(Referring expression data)
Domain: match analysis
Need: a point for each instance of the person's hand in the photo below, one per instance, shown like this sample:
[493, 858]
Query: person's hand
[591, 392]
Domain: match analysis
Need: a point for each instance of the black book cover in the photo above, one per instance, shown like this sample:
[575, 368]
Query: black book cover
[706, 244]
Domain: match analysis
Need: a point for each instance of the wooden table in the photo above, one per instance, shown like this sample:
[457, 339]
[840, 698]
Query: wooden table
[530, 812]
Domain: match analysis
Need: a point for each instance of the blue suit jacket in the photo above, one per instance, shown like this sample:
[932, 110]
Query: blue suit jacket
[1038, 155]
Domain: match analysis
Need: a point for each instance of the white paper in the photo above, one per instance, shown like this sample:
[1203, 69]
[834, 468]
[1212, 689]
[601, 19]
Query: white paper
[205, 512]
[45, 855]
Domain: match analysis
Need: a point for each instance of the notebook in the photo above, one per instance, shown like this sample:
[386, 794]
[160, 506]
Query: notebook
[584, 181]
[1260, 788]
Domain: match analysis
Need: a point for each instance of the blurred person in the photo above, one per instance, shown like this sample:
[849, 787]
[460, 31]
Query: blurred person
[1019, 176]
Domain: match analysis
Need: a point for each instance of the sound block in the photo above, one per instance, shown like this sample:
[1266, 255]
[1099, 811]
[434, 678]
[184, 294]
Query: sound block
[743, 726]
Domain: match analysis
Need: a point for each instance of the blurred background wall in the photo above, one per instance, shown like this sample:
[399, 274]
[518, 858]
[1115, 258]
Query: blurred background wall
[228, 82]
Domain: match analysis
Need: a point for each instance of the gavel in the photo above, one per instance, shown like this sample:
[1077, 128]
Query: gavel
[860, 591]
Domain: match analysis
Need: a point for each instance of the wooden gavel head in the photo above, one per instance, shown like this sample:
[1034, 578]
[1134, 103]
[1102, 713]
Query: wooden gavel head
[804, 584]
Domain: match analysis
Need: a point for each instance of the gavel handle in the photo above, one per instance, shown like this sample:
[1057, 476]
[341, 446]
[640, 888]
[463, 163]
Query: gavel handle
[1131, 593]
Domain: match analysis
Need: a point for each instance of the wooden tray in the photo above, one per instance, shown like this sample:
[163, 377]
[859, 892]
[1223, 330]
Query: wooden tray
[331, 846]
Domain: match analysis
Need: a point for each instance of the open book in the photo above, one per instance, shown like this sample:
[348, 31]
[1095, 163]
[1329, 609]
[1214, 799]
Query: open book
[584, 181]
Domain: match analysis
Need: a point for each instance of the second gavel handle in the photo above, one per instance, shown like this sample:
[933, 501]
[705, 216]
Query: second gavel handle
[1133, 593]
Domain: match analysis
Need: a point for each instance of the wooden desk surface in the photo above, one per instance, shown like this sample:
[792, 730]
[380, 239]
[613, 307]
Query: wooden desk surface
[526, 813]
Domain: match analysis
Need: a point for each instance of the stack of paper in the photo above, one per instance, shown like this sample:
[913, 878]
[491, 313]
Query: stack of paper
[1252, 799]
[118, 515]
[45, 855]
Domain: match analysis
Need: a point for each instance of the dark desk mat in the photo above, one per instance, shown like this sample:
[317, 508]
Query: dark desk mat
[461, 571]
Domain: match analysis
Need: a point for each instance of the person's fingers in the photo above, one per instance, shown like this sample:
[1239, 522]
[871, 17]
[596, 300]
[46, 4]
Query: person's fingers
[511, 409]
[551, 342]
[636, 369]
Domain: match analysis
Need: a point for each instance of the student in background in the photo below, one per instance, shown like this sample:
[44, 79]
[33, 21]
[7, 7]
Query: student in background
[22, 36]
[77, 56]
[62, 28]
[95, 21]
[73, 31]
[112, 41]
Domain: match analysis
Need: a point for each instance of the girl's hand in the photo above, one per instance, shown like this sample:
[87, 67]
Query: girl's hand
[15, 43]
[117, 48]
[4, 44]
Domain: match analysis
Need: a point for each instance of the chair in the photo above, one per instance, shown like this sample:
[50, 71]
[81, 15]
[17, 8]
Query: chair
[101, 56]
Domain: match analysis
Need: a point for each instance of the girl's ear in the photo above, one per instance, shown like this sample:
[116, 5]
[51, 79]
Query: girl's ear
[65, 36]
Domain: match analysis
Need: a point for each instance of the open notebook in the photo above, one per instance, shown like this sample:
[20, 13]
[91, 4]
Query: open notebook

> **Work instruction**: Give back each record exactly, from the first line through the last.

> **Response to the task**:
Domain: match analysis
Need: a point for each instance of the person's hand in the photo below, one per instance, shown like this sample:
[493, 858]
Query: person's hand
[591, 392]
Domain: match analysis
Need: a point for each instance of the black book cover in the photo above, one per instance, shown like this sample:
[575, 368]
Query: black book cover
[706, 244]
Domain: match analysis
Need: a point for each instance of the wooden table in the photo above, one per instance, shown like this sample:
[457, 339]
[840, 698]
Query: wooden table
[530, 812]
Domain: match analysis
Need: a point for each instance of the blue suit jacket in the photo above, one per instance, shown like this sample:
[932, 110]
Query: blue suit jacket
[1038, 155]
Domain: match analysis
Need: a point for each instance of the white paper in the photo above, one per instance, shown like this sample:
[1203, 69]
[834, 468]
[1212, 689]
[601, 19]
Query: white paper
[205, 512]
[45, 855]
Domain: match analysis
Need: a point for each instance of the notebook in the photo above, one per instance, shown like this sample:
[386, 794]
[160, 506]
Query: notebook
[584, 181]
[1260, 788]
Domain: match analysis
Need: a point for each instance of the blurred person in the photo above, one per instance, shown like this sample:
[849, 787]
[460, 31]
Query: blurred person
[1019, 176]
Domain: match analysis
Need: a point for each instance of the sound block in the photo above, one per instance, shown like this sample:
[1266, 255]
[1099, 811]
[434, 678]
[184, 294]
Query: sound block
[743, 726]
Domain: match analysis
Need: a point for each instance of the blurred background wall in the photo above, one per instance, shown like this sample:
[399, 274]
[518, 858]
[1115, 258]
Query: blurred background wall
[228, 82]
Domain: match analysis
Need: a point for each instance of the gavel in the photo above, one per instance, shown like this sample:
[1077, 128]
Query: gavel
[860, 591]
Domain: match analysis
Need: a point for each instance of the wooden gavel head in the photo above, one per instance, shown like this sample:
[1034, 578]
[1134, 103]
[1102, 713]
Query: wooden gavel head
[804, 584]
Domain: match analysis
Need: a point for each instance of the gavel handle in the photo above, one per instance, shown like this sample:
[1057, 476]
[341, 446]
[640, 888]
[463, 163]
Query: gavel handle
[1131, 593]
Domain: match analysis
Need: a point for each instance of the wooden tray in the photo above, one per instance, shown like this sample:
[163, 377]
[859, 892]
[1223, 330]
Query: wooden tray
[331, 846]
Domain: match analysis
Need: a point for each instance of the open book in the photo above, one per instance, shown like this sample:
[348, 31]
[1095, 163]
[1329, 609]
[1214, 799]
Query: open book
[584, 181]
Domain: match analysis
Need: a point for each instance of the second gavel handle in the photo above, one per instance, shown like this sample:
[933, 501]
[705, 216]
Query: second gavel handle
[1133, 593]
Domain: match analysis
Need: a point for each instance of the wooden desk surface in the photo above, one per instance, shown like this sample:
[792, 730]
[380, 239]
[613, 307]
Query: wooden desk surface
[526, 813]
Domain: match analysis
Need: a point for each instance of the stack of paper in the photo above, one per instance, shown like this sample:
[913, 878]
[491, 313]
Query: stack of paper
[1252, 799]
[118, 515]
[45, 855]
Domain: match analysis
Need: a point for each instance of the dark desk mat in the photo above, one per instance, shown like this sample:
[317, 508]
Query: dark desk mat
[461, 571]
Domain: match analysis
Need: a point for each instance of the person's fingers in the photo above, one per instance, shown like this sample:
[1239, 522]
[871, 17]
[596, 300]
[46, 4]
Query: person's fingers
[511, 409]
[551, 342]
[636, 369]
Domain: match analysis
Need: a point for each instance of the student in background in the photo below, one per instance, shown like this sample:
[44, 79]
[33, 21]
[7, 7]
Query: student in background
[22, 36]
[77, 56]
[62, 28]
[95, 21]
[73, 31]
[112, 41]
Domain: match analysis
Need: a point for each instance of the girl's hand in the photo above, one per instance, shown like this sample:
[87, 67]
Query: girl's hand
[15, 43]
[117, 48]
[4, 44]
Domain: match analysis
Need: a point for each instance of the chair in the photo above, one per instance, shown like this sample:
[50, 71]
[81, 15]
[17, 8]
Query: chair
[101, 56]
Domain: match analysis
Need: a point for each instance of the girl's ear in the photo above, one per instance, shown like this sample:
[116, 5]
[51, 79]
Query: girl's ear
[65, 36]
Domain: match analysis
Need: a point for each instance of the open notebook in the photo above, one per instance, shown like this sample:
[20, 13]
[91, 4]
Query: open notebook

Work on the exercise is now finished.